**Task description**
Copy the data from the line that contains "of the street" to its last line, exactly, including both of those lines and leaving out everything before.

**Stored data entries**
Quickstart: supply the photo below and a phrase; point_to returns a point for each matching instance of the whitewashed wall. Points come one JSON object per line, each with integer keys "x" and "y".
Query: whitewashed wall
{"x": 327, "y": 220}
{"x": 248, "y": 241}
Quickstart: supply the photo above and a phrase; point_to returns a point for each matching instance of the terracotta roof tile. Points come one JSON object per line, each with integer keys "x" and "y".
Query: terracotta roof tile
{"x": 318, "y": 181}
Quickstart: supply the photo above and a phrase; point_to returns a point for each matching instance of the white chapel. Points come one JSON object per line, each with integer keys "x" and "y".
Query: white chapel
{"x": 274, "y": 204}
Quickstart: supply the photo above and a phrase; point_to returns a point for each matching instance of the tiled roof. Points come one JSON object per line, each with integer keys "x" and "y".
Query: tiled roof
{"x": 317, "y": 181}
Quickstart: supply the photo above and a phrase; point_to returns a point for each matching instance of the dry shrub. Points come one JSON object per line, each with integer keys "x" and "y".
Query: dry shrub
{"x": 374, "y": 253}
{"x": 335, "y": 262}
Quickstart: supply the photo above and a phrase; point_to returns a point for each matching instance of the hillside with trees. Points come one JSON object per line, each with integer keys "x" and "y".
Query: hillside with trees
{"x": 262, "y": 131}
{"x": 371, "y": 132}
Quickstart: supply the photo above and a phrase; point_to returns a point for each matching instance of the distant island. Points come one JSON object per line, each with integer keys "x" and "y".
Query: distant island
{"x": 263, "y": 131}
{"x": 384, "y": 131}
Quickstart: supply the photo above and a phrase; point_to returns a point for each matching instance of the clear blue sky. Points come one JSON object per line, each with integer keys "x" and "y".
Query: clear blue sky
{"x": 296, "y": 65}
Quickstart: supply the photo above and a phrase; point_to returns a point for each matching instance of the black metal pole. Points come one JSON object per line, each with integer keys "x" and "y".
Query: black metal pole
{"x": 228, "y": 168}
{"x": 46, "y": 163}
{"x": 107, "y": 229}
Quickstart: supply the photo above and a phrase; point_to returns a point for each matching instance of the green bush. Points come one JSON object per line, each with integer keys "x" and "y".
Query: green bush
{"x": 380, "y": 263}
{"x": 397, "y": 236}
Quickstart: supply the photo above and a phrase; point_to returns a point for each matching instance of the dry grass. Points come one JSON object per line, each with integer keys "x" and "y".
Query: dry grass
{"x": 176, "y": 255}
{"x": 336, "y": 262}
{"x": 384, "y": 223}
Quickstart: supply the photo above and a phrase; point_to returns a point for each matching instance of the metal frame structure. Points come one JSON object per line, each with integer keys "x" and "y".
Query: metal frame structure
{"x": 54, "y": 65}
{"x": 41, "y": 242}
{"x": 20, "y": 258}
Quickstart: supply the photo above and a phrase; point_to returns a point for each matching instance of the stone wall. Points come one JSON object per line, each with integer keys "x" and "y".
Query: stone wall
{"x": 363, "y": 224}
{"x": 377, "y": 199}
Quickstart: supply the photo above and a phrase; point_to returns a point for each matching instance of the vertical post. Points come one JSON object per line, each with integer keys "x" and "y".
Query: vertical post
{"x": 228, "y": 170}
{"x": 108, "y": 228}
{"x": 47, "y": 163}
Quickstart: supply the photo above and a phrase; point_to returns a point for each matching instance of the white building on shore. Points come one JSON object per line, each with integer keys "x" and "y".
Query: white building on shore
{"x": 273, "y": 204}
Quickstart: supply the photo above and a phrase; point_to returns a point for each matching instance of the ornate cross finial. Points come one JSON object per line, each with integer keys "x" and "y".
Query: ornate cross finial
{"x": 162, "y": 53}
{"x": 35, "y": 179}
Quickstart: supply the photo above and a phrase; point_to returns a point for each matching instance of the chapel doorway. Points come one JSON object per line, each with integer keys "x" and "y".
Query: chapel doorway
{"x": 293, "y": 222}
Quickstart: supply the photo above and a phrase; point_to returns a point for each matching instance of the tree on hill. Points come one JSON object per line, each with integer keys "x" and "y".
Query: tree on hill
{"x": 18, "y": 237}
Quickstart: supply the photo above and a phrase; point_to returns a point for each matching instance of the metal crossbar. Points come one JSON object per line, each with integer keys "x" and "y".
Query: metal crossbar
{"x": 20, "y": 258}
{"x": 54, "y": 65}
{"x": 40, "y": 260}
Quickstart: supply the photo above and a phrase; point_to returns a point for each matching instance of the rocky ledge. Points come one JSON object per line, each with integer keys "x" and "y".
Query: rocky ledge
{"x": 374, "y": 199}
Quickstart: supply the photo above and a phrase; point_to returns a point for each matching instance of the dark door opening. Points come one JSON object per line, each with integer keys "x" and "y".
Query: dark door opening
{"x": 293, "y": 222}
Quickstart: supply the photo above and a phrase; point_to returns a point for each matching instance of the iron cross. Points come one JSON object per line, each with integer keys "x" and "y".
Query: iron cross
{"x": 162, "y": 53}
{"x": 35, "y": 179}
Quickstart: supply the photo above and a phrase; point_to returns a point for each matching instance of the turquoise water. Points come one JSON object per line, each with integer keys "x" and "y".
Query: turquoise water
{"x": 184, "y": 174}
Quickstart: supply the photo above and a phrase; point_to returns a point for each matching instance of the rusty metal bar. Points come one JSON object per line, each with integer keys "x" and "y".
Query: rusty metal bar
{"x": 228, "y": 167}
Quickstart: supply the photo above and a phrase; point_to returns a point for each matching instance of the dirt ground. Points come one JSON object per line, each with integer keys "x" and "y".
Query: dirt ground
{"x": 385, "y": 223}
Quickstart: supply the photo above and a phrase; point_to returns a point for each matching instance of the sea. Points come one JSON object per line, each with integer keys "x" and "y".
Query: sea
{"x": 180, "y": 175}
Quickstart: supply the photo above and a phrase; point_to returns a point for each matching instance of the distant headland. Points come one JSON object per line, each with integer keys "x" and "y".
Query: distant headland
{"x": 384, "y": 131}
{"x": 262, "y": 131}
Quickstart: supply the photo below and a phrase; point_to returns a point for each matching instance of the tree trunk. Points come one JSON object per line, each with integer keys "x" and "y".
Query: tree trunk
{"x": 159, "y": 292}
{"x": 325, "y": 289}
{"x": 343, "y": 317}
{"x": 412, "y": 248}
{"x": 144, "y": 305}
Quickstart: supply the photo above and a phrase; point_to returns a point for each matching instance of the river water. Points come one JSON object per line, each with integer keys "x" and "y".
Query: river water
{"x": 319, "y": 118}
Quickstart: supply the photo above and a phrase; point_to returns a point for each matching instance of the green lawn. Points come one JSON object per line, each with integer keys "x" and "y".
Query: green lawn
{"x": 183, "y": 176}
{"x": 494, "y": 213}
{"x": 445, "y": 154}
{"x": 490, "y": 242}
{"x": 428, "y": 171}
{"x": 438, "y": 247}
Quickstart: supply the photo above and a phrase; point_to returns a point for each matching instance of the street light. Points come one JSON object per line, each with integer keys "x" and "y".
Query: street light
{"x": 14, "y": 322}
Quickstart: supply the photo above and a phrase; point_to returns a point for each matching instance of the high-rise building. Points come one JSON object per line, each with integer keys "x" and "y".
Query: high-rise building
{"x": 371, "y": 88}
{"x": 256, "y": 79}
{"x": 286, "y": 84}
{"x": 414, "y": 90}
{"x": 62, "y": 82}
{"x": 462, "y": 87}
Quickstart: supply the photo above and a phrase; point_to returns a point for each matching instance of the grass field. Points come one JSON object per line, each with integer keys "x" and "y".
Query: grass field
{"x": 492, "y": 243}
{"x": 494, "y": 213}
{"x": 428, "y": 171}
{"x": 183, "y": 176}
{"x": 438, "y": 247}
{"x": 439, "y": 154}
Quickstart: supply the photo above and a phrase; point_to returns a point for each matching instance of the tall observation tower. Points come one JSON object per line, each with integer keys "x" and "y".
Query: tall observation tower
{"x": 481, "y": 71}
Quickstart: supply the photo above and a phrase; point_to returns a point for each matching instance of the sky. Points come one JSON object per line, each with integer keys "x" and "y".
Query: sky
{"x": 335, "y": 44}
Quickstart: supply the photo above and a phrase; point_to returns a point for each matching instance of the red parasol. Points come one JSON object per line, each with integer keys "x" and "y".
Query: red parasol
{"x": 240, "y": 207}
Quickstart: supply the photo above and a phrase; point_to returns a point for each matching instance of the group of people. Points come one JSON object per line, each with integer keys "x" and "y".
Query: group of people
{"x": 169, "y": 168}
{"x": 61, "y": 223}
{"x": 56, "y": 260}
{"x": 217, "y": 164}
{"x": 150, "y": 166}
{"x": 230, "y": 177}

**Written answer**
Quickstart: supply the photo above and a phrase; point_to returns a point for each matching instance of the street light. Points come one JSON object per line, each with integer keys "x" and "y".
Query: street light
{"x": 14, "y": 322}
Quickstart: supply the photo above and a phrase; point_to returns a point for each matching instance of the high-rise building. Points come one JSON object per line, each with integer keys "x" and "y".
Query: high-rise building
{"x": 371, "y": 88}
{"x": 256, "y": 79}
{"x": 286, "y": 84}
{"x": 414, "y": 90}
{"x": 62, "y": 82}
{"x": 462, "y": 87}
Quickstart: supply the photo above and a phrase; point_to returns a point for each matching instance of the grass field. Points come one JSON object per line, each with integer keys "x" and "y".
Query: grass field
{"x": 492, "y": 243}
{"x": 494, "y": 213}
{"x": 428, "y": 171}
{"x": 183, "y": 176}
{"x": 438, "y": 247}
{"x": 439, "y": 154}
Quickstart: supply the photo above and a phrase; point_to returns a point for each matching instance of the tall observation tower. Points come one JSON object per line, each with integer keys "x" and "y".
Query: tall observation tower
{"x": 481, "y": 71}
Quickstart: supply the photo above and a phrase; point_to returns a point for each matching instance of the sky. Points come one JSON object per line, each with integer keys "x" and "y".
Query: sky
{"x": 335, "y": 44}
Quickstart: supply the photo above and a phrase; point_to returns a point for each matching instance of the red parasol. Points come one JSON object per line, each with integer keys "x" and "y".
Query: red parasol
{"x": 240, "y": 207}
Quickstart: supply the photo above and a phrase; point_to returns a point for each matching instance of the group of people. Points come one JSON object per line, each with integer keys "x" and "y".
Query: group of people
{"x": 169, "y": 168}
{"x": 61, "y": 223}
{"x": 56, "y": 260}
{"x": 217, "y": 164}
{"x": 150, "y": 166}
{"x": 230, "y": 177}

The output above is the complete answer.